| THE TASK |
Each line of the listing that includes the string "carved" is to be identified and copied.

*** Opening PROVIDED RECORDS ***

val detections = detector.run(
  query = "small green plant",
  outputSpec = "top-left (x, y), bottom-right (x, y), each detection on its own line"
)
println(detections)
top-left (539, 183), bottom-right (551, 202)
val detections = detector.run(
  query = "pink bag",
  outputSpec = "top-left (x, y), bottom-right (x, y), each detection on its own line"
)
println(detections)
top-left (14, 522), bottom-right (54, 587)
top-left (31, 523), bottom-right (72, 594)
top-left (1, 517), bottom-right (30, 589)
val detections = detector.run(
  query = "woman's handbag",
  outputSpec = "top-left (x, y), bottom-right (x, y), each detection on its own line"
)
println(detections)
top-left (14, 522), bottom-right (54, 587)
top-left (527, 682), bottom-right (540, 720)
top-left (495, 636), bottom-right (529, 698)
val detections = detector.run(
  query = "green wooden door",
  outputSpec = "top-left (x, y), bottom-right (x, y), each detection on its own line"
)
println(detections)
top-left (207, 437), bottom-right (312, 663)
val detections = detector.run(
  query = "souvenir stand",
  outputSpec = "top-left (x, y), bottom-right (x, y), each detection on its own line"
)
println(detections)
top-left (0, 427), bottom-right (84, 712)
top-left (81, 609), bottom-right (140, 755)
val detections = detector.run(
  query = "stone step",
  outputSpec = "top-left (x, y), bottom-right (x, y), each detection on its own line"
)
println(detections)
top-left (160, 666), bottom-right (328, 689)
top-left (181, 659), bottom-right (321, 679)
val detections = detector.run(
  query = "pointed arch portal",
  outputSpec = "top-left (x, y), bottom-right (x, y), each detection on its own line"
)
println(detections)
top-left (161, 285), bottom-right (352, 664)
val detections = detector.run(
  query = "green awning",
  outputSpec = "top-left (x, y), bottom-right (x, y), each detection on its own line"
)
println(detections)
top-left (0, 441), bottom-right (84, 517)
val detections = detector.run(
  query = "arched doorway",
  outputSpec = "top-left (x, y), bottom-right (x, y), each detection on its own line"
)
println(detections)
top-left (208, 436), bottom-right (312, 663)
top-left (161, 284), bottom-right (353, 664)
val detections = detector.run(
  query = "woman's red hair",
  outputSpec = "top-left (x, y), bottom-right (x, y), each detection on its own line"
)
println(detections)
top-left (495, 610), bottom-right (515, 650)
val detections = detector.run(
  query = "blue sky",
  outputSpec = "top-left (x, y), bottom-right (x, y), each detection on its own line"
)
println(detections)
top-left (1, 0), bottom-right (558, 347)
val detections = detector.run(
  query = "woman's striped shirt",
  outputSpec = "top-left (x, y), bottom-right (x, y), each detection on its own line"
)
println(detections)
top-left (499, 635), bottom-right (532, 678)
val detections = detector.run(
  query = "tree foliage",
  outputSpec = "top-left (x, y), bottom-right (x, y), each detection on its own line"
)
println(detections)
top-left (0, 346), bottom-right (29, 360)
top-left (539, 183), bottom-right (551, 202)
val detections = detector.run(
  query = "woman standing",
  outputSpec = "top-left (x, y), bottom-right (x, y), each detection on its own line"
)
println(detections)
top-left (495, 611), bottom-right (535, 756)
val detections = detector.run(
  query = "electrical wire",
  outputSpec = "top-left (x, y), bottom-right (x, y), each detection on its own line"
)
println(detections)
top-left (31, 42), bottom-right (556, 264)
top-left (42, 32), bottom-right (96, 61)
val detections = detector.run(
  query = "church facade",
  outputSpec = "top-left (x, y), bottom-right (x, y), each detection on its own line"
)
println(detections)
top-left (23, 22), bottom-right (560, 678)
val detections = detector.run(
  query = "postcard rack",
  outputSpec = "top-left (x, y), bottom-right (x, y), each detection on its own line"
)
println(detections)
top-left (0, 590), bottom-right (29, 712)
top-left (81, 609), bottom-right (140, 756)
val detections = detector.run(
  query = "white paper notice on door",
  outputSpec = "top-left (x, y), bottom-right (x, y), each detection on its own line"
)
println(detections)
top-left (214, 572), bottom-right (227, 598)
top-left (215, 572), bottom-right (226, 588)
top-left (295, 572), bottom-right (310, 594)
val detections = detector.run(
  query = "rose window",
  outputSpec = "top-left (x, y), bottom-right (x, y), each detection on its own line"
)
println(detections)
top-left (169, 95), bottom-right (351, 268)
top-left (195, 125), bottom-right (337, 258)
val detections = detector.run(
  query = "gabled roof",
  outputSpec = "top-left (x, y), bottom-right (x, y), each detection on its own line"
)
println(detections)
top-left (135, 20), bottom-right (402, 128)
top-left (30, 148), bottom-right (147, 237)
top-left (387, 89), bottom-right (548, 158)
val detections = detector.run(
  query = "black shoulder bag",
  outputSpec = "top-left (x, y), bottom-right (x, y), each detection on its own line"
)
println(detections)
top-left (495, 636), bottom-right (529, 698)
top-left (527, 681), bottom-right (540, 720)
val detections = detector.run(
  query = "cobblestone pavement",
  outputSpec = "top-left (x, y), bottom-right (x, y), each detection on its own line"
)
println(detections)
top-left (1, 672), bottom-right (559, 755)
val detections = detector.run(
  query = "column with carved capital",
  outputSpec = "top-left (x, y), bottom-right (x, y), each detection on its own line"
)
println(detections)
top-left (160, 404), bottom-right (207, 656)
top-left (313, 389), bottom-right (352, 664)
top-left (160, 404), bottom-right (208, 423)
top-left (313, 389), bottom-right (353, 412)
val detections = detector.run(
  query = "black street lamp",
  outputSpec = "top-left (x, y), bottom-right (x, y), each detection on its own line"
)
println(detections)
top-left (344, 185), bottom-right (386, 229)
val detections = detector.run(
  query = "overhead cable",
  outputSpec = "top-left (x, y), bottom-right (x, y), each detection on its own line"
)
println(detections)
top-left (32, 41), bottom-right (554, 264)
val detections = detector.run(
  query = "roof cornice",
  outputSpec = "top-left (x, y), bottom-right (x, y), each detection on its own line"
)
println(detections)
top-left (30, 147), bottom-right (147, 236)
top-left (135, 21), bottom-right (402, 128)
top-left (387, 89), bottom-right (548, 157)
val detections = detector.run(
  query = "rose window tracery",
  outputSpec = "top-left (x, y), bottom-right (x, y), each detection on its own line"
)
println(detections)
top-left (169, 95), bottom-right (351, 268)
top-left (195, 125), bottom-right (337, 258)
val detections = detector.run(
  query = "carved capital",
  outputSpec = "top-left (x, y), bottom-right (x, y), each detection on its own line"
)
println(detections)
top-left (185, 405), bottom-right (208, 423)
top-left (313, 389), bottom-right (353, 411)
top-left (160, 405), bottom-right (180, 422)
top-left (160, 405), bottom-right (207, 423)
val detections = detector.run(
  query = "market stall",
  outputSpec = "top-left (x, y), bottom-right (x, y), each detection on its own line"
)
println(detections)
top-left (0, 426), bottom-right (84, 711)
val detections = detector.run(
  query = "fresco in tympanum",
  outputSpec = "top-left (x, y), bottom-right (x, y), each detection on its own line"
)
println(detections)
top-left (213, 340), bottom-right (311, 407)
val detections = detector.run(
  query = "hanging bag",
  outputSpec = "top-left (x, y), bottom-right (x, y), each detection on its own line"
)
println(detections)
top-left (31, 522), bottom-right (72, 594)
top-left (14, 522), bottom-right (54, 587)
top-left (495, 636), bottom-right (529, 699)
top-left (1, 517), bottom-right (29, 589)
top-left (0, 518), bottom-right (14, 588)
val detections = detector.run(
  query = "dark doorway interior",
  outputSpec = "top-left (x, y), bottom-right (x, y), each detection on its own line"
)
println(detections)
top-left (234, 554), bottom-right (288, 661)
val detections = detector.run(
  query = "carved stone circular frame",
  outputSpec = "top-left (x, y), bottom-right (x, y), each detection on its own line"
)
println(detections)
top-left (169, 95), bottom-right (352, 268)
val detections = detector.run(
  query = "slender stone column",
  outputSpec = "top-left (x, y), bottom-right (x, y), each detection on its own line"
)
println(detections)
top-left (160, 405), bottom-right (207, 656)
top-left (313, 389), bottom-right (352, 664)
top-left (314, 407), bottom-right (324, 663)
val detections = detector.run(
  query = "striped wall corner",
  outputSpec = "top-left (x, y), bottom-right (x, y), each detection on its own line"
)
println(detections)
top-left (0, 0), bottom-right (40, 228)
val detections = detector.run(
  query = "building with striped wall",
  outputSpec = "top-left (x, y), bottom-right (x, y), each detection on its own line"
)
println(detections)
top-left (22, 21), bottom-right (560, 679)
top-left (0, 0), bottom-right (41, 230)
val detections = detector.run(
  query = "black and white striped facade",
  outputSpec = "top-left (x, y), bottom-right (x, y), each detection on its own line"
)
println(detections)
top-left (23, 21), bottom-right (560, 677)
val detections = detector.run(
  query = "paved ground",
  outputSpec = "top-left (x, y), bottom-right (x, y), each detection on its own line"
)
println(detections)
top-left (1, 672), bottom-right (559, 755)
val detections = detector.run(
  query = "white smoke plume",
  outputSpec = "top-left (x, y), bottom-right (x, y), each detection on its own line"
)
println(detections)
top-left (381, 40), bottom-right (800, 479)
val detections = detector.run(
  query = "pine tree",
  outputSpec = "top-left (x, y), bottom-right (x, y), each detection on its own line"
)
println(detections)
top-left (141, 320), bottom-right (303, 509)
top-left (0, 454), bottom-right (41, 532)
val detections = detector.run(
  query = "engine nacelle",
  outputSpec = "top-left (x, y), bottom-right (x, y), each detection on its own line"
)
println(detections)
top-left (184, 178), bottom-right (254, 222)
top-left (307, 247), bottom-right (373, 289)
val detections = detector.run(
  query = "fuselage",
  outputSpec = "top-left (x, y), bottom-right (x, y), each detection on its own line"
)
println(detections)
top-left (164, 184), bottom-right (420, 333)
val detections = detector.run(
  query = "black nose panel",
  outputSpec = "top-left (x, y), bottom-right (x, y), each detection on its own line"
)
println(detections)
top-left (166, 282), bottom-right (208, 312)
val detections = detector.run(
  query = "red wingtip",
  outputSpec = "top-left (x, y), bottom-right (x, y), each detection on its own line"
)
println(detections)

*** Closing PROVIDED RECORDS ***

| THE COMPLETED TASK |
  query = "column with carved capital",
  query = "carved capital",
  query = "carved stone circular frame",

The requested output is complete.